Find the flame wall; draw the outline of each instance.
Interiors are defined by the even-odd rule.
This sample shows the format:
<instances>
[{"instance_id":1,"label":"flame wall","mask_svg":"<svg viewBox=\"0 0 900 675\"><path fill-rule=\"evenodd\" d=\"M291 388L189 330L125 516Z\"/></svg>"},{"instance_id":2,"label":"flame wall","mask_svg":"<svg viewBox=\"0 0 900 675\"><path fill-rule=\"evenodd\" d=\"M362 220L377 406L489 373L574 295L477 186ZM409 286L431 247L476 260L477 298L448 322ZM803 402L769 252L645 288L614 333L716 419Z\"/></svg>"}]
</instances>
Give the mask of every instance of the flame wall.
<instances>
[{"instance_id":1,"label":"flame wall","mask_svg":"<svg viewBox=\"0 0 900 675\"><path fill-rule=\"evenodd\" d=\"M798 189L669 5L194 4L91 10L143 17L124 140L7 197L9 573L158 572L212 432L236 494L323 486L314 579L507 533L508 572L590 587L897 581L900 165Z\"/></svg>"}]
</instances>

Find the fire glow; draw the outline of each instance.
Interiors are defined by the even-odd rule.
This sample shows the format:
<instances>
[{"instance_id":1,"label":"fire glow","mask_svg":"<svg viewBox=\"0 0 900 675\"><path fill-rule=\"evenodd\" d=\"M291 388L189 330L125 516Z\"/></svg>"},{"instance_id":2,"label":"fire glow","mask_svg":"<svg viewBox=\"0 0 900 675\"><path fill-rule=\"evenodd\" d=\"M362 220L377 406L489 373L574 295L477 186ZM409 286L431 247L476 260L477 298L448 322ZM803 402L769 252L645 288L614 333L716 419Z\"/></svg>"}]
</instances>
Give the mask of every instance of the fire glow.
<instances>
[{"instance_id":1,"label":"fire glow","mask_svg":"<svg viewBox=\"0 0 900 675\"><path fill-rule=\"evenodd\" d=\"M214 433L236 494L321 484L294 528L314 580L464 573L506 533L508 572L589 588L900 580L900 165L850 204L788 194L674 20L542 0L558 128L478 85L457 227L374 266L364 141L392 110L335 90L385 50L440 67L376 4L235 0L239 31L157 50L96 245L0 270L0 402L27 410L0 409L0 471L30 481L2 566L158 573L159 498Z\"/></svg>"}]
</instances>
---
*Task to carry out*:
List every line of the records above as a numbered list, leaving out the blank lines.

*Final result*:
1. Find the flame wall; draw the outline of each instance.
2. Interiors are defined by the even-odd rule.
3. This sample shows the format:
4. <instances>
5. [{"instance_id":1,"label":"flame wall","mask_svg":"<svg viewBox=\"0 0 900 675\"><path fill-rule=\"evenodd\" d=\"M291 388L189 330L125 516Z\"/></svg>"},{"instance_id":2,"label":"flame wall","mask_svg":"<svg viewBox=\"0 0 900 675\"><path fill-rule=\"evenodd\" d=\"M362 220L377 406L489 373L574 295L477 186ZM409 286L431 247L476 260L477 298L448 322ZM803 402L769 252L645 288L614 333L716 419Z\"/></svg>"}]
6. </instances>
7. Give the mask of every instance of the flame wall.
8. <instances>
9. [{"instance_id":1,"label":"flame wall","mask_svg":"<svg viewBox=\"0 0 900 675\"><path fill-rule=\"evenodd\" d=\"M798 189L669 5L194 4L91 10L143 17L124 140L7 197L9 573L158 572L212 432L236 494L323 486L314 579L507 533L508 572L590 587L897 581L900 165Z\"/></svg>"}]
10. </instances>
11. Find the fire glow; draw the outline of each instance.
12. Interiors are defined by the even-odd rule.
13. This sample shows the format:
14. <instances>
15. [{"instance_id":1,"label":"fire glow","mask_svg":"<svg viewBox=\"0 0 900 675\"><path fill-rule=\"evenodd\" d=\"M291 388L189 330L125 516Z\"/></svg>"},{"instance_id":2,"label":"fire glow","mask_svg":"<svg viewBox=\"0 0 900 675\"><path fill-rule=\"evenodd\" d=\"M362 220L377 406L489 373L574 295L477 186ZM409 286L431 247L476 260L477 298L448 322ZM803 402L769 252L645 288L614 333L716 419Z\"/></svg>"}]
16. </instances>
17. Give the mask of every instance of the fire glow.
18. <instances>
19. [{"instance_id":1,"label":"fire glow","mask_svg":"<svg viewBox=\"0 0 900 675\"><path fill-rule=\"evenodd\" d=\"M214 433L236 494L321 484L294 528L314 580L464 573L506 533L508 572L589 588L900 580L900 165L850 204L788 194L674 20L542 0L558 128L478 85L457 227L374 266L364 141L392 110L335 90L385 50L440 67L376 4L235 0L239 31L157 50L96 245L0 270L0 402L27 410L0 409L0 471L30 481L2 566L158 573L159 498Z\"/></svg>"}]
20. </instances>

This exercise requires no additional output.